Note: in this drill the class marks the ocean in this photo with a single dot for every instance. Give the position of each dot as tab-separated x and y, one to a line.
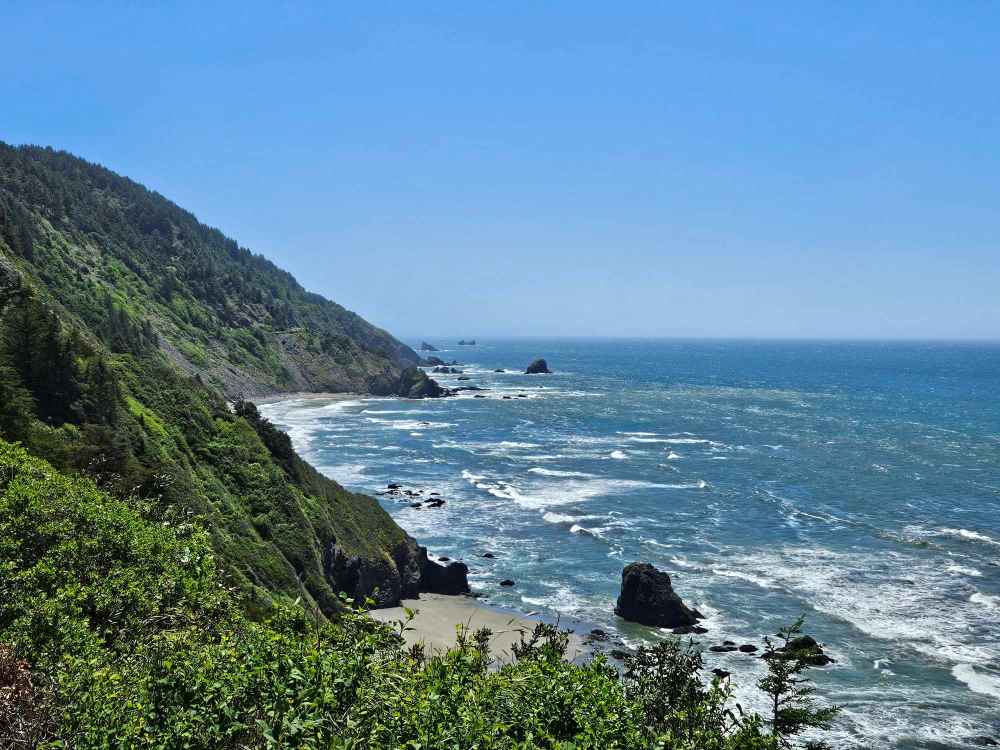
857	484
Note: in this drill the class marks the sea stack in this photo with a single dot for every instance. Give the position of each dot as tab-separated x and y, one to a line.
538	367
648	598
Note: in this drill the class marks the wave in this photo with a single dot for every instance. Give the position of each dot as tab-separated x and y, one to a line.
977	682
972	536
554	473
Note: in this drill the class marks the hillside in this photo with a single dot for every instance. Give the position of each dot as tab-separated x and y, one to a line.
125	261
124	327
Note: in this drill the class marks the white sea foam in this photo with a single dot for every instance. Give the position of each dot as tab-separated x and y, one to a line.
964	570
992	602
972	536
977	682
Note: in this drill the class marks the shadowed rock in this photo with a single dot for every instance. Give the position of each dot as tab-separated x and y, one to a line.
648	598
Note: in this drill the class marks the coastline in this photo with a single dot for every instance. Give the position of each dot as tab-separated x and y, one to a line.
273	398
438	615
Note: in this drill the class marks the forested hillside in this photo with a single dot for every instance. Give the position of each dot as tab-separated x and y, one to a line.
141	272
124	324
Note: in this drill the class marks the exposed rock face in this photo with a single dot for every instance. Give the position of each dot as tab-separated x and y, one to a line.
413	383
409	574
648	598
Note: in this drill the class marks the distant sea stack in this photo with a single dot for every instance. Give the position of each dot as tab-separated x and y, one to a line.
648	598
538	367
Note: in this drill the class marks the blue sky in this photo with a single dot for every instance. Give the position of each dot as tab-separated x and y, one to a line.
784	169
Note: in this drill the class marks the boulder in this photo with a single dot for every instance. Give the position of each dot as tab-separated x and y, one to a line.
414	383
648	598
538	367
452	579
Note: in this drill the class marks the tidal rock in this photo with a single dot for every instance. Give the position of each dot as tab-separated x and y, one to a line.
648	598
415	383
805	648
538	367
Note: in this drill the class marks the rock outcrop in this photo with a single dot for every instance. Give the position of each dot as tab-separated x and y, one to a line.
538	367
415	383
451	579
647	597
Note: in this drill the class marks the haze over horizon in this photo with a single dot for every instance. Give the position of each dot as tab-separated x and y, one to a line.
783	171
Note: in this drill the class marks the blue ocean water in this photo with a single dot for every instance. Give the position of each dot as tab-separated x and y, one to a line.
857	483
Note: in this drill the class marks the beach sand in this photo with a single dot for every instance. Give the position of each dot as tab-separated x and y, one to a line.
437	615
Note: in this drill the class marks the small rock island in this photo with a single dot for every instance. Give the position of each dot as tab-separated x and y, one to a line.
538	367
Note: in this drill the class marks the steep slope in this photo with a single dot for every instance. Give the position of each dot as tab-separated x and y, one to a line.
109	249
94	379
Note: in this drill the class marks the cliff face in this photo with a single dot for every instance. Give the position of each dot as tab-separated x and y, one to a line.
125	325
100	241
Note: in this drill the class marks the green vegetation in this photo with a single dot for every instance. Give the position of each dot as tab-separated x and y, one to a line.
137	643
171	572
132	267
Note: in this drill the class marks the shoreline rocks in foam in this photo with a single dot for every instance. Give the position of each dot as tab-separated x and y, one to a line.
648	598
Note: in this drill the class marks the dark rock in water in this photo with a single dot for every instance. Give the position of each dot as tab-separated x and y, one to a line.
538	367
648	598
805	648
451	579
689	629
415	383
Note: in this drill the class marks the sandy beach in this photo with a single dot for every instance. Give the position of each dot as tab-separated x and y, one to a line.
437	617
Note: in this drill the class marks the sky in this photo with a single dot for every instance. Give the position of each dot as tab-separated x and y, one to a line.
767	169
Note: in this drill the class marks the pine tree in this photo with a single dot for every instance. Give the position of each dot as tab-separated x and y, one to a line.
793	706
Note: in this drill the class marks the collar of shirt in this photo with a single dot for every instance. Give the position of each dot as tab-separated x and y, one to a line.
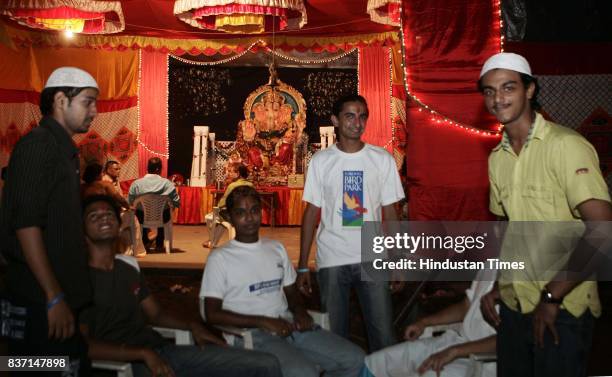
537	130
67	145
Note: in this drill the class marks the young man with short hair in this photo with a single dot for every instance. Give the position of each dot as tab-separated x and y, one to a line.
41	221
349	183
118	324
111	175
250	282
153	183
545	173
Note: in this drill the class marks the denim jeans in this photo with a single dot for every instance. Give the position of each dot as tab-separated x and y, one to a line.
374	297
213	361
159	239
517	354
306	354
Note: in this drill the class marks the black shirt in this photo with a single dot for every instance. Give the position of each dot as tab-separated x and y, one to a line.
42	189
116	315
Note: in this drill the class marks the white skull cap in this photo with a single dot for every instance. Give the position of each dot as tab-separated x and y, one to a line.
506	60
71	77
==*==
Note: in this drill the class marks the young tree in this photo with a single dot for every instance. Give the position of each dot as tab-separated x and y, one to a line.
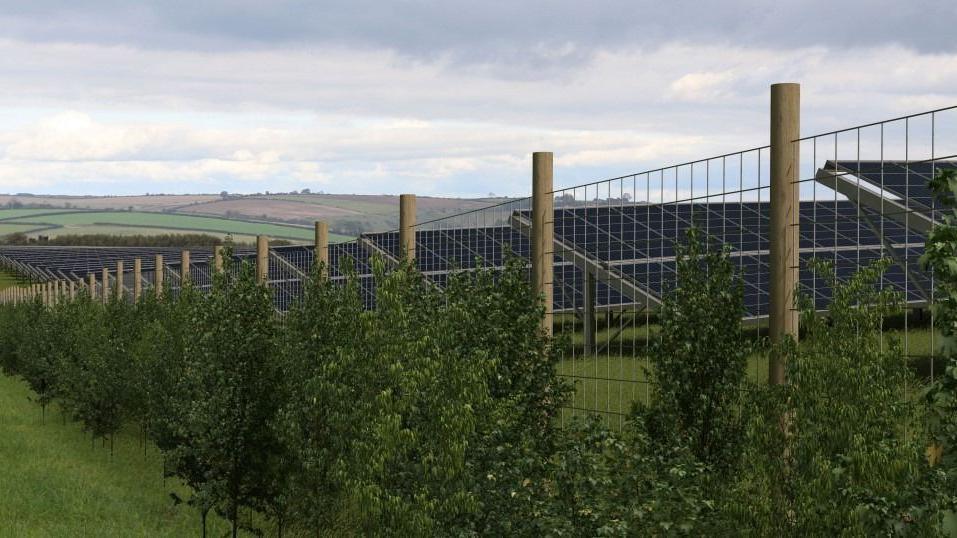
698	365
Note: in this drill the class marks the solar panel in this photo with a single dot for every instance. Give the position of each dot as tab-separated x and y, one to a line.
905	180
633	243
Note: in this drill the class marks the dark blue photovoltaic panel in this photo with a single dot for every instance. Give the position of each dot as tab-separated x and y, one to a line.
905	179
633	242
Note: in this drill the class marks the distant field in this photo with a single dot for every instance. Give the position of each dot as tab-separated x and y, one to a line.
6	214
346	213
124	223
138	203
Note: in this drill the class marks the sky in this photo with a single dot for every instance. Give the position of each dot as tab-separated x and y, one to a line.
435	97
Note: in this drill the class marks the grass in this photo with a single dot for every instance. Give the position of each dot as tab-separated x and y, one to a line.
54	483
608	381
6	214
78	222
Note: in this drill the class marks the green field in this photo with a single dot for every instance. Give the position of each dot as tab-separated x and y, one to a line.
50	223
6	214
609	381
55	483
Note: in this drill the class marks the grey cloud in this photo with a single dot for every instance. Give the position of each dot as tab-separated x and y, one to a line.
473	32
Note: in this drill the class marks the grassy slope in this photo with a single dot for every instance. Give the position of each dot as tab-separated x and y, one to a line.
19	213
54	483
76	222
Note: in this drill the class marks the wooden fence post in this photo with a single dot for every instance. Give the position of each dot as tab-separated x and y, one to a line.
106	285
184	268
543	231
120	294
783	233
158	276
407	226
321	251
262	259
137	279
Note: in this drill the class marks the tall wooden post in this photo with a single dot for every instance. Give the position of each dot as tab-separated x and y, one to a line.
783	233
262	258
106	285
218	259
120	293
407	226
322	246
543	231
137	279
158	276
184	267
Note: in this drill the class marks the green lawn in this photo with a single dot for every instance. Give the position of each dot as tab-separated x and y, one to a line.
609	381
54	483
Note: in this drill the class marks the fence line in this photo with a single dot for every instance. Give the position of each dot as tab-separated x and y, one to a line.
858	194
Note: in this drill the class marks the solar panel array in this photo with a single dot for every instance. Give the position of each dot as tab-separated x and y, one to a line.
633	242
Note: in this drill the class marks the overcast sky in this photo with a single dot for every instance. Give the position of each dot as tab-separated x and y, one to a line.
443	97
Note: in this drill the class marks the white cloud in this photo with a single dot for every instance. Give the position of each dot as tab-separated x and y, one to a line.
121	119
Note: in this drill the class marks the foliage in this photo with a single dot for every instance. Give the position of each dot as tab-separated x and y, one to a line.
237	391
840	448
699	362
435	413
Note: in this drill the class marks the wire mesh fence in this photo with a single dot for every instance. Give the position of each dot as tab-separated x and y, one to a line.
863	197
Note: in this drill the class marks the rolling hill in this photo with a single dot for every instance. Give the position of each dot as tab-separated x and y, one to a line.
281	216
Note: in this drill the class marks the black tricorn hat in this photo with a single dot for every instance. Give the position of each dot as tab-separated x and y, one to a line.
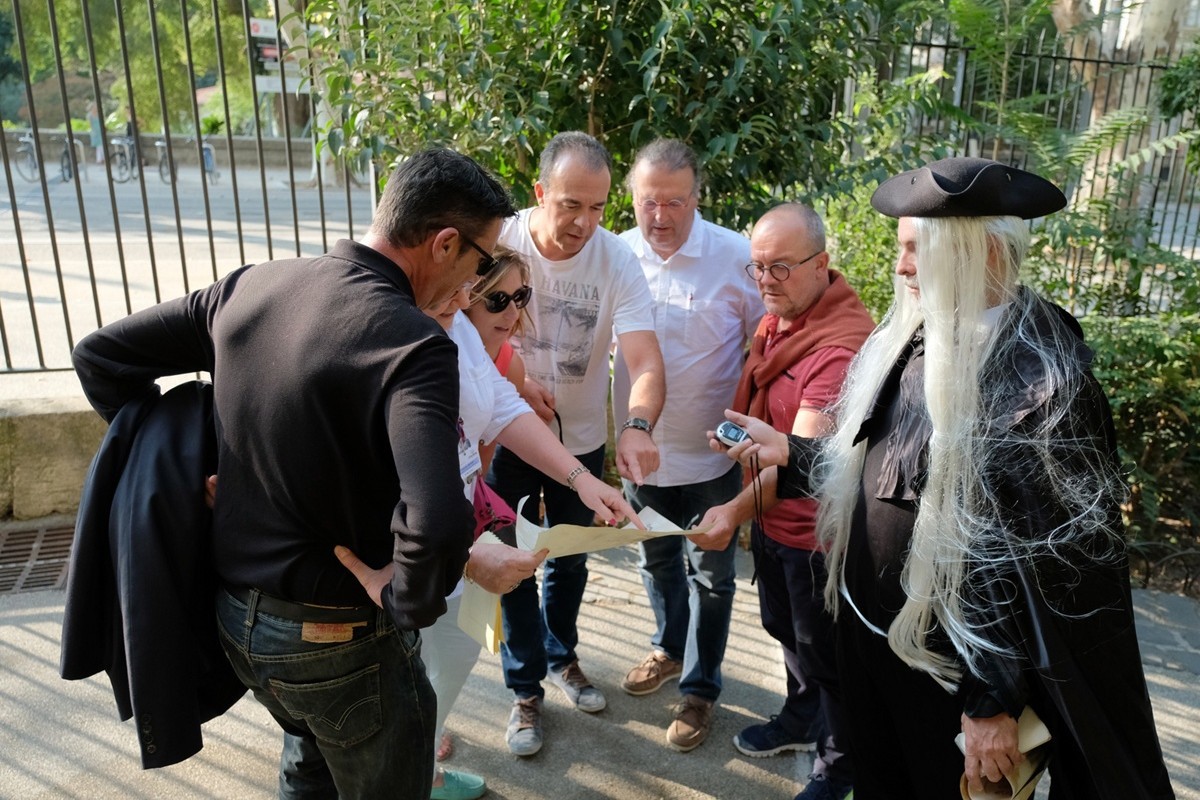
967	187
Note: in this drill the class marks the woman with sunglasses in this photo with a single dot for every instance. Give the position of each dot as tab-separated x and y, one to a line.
==*==
_ASSIGNED TASK_
Copy nothing but the lines above that run from the one with "Note: in this drill the class marks the wire" to the one with "Note: in this drill the class marks the woman", ends included; pictures stay out.

_TASK RESULT_
Note: in this drill the class marks the wire mesh fence in this photo with a single dot for every instance. Give the position of each dot as tab-separated x and y, one to a line.
863	197
Note: in this drill the class marks the rolling hill in this photo with a single dot for every instance. Give the position of each dot as tab-separated x and y, one to a line.
281	216
Note: in this drill the class marks the black tricorn hat in this photo with a single dot for every instance. Give the position of each dot as tab-separated x and y, one to a line.
967	187
Note: in this drill the class marks the woman with sunglasses in this photo with a single dot for every instance. Give the position of each dot as tab-separated x and y, one to a line.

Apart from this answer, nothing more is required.